> _Page excerpt_:
Efficient Delay-Sensitive Task Offloading to Fog Computing with Multi-Agent Twin Delayed Deep Deterministic Policy Gradient
Round 1
Reviewer 1 Report
Comments and Suggestions for AuthorsThe authors present a conceptually rich integration of Multi-Agent Deep Reinforcement Learning (MADRL) with a constrained optimisation framework for dynamic task offloading in IoT-Fog-Cloud environments. The problem formulation includes realistic constraints, and the proposed cooperative MADRL approach aims to adapt dynamically to varying network and task conditions. While the topic is timely and the effort appears rigorous, the paper exhibits several limitations that significantly affect clarity, coherence, and technical robustness.
-
The abstract is overly dense, relying heavily on undefined acronyms and technical jargon. It lacks a structured articulation of the problem, fails to highlight the novelty of the approach, and does not communicate the real-world impact or significance of the contribution.

> _Written exercise_:
Copy out the whole fog offloading review word for word. The lines after this are separate material, unrelated to the fog offloading review.

> _Records shown_:
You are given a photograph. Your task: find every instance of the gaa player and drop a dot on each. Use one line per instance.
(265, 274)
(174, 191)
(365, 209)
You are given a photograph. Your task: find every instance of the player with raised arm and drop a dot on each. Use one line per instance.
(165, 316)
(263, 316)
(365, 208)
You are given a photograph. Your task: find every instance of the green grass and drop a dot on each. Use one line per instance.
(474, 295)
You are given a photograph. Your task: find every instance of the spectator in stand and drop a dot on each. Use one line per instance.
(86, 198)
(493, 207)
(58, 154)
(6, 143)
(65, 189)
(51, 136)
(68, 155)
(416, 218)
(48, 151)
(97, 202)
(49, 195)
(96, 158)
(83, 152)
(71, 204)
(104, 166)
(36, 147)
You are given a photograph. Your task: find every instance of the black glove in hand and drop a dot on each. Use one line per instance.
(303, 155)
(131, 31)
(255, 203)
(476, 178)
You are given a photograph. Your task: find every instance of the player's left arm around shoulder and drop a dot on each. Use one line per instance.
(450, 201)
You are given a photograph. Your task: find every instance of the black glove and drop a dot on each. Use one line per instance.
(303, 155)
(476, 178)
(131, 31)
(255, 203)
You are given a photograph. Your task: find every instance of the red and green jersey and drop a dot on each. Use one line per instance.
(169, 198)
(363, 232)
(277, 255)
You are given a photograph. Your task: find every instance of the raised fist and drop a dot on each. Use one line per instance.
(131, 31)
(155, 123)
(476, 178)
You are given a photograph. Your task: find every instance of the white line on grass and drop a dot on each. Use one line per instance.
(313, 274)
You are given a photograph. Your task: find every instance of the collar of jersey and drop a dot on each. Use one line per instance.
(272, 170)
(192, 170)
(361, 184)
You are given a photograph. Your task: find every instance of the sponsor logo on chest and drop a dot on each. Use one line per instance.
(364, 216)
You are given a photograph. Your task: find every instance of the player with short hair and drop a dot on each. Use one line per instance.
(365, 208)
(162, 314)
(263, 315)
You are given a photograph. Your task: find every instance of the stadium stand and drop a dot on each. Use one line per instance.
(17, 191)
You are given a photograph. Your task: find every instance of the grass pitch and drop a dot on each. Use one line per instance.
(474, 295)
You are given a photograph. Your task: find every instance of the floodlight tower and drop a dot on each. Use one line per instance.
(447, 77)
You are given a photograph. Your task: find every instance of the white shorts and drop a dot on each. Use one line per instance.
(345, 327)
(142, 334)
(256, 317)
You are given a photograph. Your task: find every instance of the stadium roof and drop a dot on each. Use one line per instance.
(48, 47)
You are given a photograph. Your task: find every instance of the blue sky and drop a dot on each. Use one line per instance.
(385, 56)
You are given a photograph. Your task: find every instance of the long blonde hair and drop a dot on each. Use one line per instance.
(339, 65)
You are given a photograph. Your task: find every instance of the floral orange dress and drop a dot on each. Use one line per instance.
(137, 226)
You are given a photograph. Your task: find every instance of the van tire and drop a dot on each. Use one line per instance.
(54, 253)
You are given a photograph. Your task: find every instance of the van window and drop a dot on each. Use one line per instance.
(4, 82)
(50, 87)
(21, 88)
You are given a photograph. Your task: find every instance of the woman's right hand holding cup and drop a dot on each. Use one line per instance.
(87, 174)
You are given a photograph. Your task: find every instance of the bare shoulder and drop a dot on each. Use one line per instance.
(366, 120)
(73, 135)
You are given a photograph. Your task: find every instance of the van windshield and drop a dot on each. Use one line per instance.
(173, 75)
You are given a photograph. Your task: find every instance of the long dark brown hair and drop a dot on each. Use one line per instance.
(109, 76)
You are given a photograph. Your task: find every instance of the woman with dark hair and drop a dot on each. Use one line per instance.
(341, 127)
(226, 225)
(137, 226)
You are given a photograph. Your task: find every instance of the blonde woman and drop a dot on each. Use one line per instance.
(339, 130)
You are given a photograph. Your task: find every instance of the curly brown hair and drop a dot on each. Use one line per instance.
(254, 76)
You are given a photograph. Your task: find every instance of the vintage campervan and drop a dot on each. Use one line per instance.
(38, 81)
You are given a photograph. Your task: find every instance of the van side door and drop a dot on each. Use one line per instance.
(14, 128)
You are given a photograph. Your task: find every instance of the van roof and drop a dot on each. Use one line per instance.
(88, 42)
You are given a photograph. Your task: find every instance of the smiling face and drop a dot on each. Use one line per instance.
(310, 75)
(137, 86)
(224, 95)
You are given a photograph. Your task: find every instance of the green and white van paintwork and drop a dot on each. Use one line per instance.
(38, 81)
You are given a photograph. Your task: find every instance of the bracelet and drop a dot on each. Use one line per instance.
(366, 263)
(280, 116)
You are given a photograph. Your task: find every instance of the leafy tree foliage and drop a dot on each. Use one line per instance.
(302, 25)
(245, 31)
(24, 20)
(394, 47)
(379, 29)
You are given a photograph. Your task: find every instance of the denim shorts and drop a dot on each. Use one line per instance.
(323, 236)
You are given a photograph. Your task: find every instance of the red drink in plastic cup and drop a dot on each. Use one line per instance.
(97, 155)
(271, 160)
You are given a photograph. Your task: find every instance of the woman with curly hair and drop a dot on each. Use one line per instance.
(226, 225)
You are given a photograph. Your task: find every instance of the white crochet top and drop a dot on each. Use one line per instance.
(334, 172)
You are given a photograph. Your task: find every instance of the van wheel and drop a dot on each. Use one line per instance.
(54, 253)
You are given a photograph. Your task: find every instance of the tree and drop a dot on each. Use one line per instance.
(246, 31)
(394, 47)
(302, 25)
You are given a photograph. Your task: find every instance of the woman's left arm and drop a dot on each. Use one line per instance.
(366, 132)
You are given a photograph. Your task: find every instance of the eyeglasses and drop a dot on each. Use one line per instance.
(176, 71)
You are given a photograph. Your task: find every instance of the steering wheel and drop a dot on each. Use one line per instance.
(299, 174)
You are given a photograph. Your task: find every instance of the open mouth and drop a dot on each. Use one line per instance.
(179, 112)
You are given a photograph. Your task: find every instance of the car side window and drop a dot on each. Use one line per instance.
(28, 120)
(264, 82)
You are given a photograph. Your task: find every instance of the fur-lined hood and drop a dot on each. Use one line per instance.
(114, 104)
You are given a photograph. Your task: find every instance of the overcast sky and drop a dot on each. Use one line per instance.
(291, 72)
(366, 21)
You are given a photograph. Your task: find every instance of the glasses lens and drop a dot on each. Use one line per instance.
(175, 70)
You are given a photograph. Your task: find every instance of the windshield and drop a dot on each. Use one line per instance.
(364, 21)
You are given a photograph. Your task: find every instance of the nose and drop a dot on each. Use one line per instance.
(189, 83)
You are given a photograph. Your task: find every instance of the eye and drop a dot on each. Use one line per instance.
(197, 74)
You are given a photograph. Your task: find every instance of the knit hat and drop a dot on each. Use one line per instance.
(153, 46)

> _Solution_:
Efficient Delay-Sensitive Task Offloading to Fog Computing with Multi-Agent Twin Delayed Deep Deterministic Policy Gradient
Round 1
Reviewer 1 Report
Comments and Suggestions for AuthorsThe authors present a conceptually rich integration of Multi-Agent Deep Reinforcement Learning (MADRL) with a constrained optimisation framework for dynamic task offloading in IoT-Fog-Cloud environments. The problem formulation includes realistic constraints, and the proposed cooperative MADRL approach aims to adapt dynamically to varying network and task conditions. While the topic is timely and the effort appears rigorous, the paper exhibits several limitations that significantly affect clarity, coherence, and technical robustness.
-
The abstract is overly dense, relying heavily on undefined acronyms and technical jargon. It lacks a structured articulation of the problem, fails to highlight the novelty of the approach, and does not communicate the real-world impact or significance of the contribution.